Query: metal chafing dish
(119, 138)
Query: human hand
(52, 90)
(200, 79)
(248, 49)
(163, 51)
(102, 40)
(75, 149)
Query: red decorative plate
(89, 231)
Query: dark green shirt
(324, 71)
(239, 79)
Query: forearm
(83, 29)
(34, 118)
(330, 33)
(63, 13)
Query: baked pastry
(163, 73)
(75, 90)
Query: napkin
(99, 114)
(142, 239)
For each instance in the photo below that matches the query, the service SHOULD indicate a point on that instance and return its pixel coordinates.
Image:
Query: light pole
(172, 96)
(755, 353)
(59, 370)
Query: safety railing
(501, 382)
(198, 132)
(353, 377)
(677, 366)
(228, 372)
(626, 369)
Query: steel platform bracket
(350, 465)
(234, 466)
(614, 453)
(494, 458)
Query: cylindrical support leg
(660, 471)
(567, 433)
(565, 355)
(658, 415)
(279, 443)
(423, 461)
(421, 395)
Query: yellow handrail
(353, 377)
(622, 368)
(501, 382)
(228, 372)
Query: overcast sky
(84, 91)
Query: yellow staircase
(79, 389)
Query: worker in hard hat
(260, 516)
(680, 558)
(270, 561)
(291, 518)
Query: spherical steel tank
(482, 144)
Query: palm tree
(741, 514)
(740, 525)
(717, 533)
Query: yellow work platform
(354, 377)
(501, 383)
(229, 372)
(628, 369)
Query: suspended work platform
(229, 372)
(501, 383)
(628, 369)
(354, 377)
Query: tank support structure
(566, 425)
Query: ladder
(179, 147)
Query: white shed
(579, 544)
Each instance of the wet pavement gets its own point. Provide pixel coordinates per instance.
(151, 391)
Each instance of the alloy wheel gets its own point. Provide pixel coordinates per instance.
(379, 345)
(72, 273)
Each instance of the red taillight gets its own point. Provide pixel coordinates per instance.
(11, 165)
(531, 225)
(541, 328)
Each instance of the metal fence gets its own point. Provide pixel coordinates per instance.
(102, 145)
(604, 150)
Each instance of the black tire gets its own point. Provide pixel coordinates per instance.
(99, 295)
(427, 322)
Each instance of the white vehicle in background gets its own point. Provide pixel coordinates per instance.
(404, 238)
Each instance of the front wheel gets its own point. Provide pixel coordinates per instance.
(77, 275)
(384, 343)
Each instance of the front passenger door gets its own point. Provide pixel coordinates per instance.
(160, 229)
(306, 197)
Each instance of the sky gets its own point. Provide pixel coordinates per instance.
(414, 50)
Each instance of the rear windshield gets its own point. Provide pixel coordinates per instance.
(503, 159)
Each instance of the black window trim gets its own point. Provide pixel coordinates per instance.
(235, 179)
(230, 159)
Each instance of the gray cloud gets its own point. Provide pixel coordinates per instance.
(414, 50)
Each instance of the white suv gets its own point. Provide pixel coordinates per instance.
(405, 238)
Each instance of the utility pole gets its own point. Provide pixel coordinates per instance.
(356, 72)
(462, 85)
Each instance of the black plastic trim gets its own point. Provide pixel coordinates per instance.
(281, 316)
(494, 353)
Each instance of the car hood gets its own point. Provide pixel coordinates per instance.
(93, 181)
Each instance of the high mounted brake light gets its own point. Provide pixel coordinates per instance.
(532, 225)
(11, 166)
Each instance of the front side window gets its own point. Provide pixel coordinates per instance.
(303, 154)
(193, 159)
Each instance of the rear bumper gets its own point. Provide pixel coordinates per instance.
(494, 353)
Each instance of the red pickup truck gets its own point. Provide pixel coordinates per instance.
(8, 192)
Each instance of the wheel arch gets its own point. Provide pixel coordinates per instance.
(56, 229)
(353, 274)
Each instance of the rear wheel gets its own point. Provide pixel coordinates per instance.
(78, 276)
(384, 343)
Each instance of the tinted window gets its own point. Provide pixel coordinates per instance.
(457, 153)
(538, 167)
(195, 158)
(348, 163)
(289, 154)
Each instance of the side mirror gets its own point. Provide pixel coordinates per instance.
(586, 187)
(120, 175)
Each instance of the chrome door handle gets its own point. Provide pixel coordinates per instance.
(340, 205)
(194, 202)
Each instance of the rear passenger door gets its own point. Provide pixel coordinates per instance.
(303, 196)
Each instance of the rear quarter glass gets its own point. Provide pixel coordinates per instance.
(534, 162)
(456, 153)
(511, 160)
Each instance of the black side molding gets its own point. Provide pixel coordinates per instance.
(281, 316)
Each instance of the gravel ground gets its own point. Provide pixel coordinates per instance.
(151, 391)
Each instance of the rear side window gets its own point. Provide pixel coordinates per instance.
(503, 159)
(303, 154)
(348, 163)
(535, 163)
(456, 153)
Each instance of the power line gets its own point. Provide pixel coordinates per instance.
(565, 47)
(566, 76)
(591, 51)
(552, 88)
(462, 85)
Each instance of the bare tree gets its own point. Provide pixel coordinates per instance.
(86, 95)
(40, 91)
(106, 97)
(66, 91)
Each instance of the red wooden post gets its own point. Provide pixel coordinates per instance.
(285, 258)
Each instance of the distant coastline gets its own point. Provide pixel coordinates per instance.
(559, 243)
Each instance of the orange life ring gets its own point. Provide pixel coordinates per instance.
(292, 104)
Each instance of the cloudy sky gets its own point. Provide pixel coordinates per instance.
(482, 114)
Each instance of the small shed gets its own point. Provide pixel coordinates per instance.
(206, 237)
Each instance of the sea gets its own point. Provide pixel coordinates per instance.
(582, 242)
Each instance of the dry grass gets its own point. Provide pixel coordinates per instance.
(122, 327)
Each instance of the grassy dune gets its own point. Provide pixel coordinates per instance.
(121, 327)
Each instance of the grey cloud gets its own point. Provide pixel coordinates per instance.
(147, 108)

-=-=-

▶ [WORK INSTRUCTIONS] Using the listing above, write every line out again exactly.

▶ [RESPONSE FOR THIS EXERCISE]
Query: metal chafing dish
(119, 138)
Query: human hand
(52, 90)
(200, 79)
(248, 49)
(163, 51)
(102, 40)
(75, 149)
Query: red decorative plate
(89, 231)
Query: dark green shirt
(324, 71)
(239, 79)
Query: forearm
(83, 29)
(34, 118)
(330, 33)
(63, 13)
Query: baked pastry
(163, 73)
(75, 90)
Query: napkin
(99, 114)
(142, 239)
For each instance in the photo below that matches the query, the service SHOULD indicate a point on that instance and return its pixel coordinates.
Image:
Query: light pole
(172, 96)
(755, 353)
(59, 370)
Query: safety railing
(501, 382)
(198, 132)
(353, 377)
(677, 366)
(228, 372)
(626, 369)
Query: steel platform bracket
(350, 465)
(234, 466)
(614, 453)
(494, 458)
Query: cylindrical support leg
(660, 471)
(567, 433)
(565, 355)
(658, 415)
(279, 443)
(423, 461)
(421, 395)
Query: yellow handrail
(353, 377)
(622, 368)
(501, 382)
(228, 372)
Query: overcast sky
(84, 91)
Query: yellow staircase
(79, 389)
Query: worker in hard hat
(260, 516)
(680, 558)
(270, 561)
(291, 518)
Query: spherical steel tank
(482, 144)
Query: palm tree
(741, 514)
(740, 525)
(717, 533)
Query: yellow work platform
(354, 377)
(501, 383)
(229, 372)
(628, 369)
Query: suspended work platform
(229, 372)
(501, 383)
(628, 369)
(354, 377)
Query: tank support structure
(566, 425)
Query: ladder
(179, 147)
Query: white shed
(579, 544)
Each instance of the wet pavement gets its own point. Provide pixel coordinates per instance.
(151, 391)
Each instance of the alloy wheel gets its own point. Provide pixel coordinates per instance.
(379, 345)
(72, 273)
Each instance of the red taillight gets its own point. Provide pixel coordinates per instance.
(11, 165)
(531, 225)
(541, 328)
Each instance of the metal fence gets its own point. Provide pixel coordinates per instance.
(102, 145)
(604, 150)
Each instance of the black tire gets its own point. Provide pixel coordinates per instance.
(99, 295)
(427, 322)
Each instance of the white vehicle in background gets its own point. Provide pixel coordinates per instance.
(404, 238)
Each instance of the front wheel gets its own point. Provide pixel coordinates per instance.
(77, 275)
(384, 343)
Each instance of the front passenger door gets its own point. Provide pixel coordinates per instance.
(160, 229)
(306, 197)
Each instance of the sky gets its own point. Provide pixel coordinates per instance.
(414, 50)
Each instance of the rear windshield gets its own point. Provide pixel coordinates per instance.
(503, 159)
Each instance of the black window trim gets its own point. Provide pixel coordinates per instance.
(235, 179)
(230, 159)
Each instance of the gray cloud gets its own point. Provide pixel coordinates per instance.
(414, 50)
Each instance of the white suv gets its own point. Provide pixel coordinates per instance.
(405, 238)
Each instance of the utility pole gets its own point. Provide pixel coordinates per instance.
(356, 72)
(462, 85)
Each instance of the black plastic trim gets its own point. Provide pixel coordinates per instance.
(281, 316)
(494, 353)
Each instance of the car hood gets its own point. Provide pixel coordinates per instance.
(93, 181)
Each instance of the high mounted brake light gets its own point. Provide pixel coordinates per instance.
(532, 225)
(11, 166)
Each instance of the front side window gets its own point. Provide pixel coordinates per instance.
(303, 154)
(193, 159)
Each instance of the rear bumper gets its own point. Provide pixel coordinates per instance.
(494, 353)
Each instance of the red pickup truck gets its own point. Provide pixel coordinates per instance.
(8, 192)
Each instance of the wheel arch gets its own point. Provide pixel coordinates per instance.
(56, 229)
(353, 274)
Each instance of the rear wheel gets its own point. Provide pixel coordinates per instance.
(78, 276)
(384, 343)
Each instance of the tinted window gets its own point. Provide pixel coordinates per instance.
(457, 153)
(538, 167)
(195, 158)
(348, 163)
(289, 154)
Each instance of the side mirror gets its own point. Provide pixel coordinates per instance.
(586, 187)
(120, 175)
Each instance of the chrome door handle gets its own point. Provide pixel coordinates per instance.
(340, 205)
(194, 202)
Each instance of the rear passenger door gets its own point. Provide pixel coordinates per instance.
(303, 196)
Each instance of the rear quarter glass gets its own point. Provide pixel coordinates per instance.
(534, 162)
(456, 153)
(511, 160)
Each instance of the black side molding gets its own point. Provide pixel coordinates per instance.
(281, 316)
Each instance of the gravel ground gets its own point. Provide pixel coordinates per instance.
(151, 391)
Each instance of the rear side window gets its own point. Provide pixel coordinates per instance.
(503, 159)
(303, 154)
(348, 163)
(535, 163)
(456, 153)
Each instance of the power line gets its own point. Provide pixel coordinates per instance.
(565, 47)
(566, 76)
(591, 51)
(552, 88)
(462, 85)
Each instance of the bare tree gets its own point. Provide pixel coordinates per instance.
(86, 95)
(40, 91)
(106, 97)
(66, 91)
Each instance of the red wooden post gets its own point. Provide pixel coordinates per instance.
(285, 258)
Each instance of the distant coastline gets its own point. Provide pixel coordinates per instance.
(559, 243)
Each instance of the orange life ring gets its own point. Provide pixel coordinates per instance.
(292, 104)
Each instance of the cloudy sky gets its own point. Provide pixel coordinates per instance.
(482, 114)
Each instance of the small shed gets its own point. Provide pixel coordinates per instance.
(206, 237)
Each instance of the sea gets its own point. Provide pixel coordinates per instance.
(582, 242)
Each instance of the dry grass gets its own point. Provide pixel coordinates per instance.
(122, 327)
Each instance of the grassy dune gets its own point. Provide pixel coordinates per instance.
(121, 327)
Each instance of the grey cloud gets its own point. Provide pixel coordinates per instance.
(147, 108)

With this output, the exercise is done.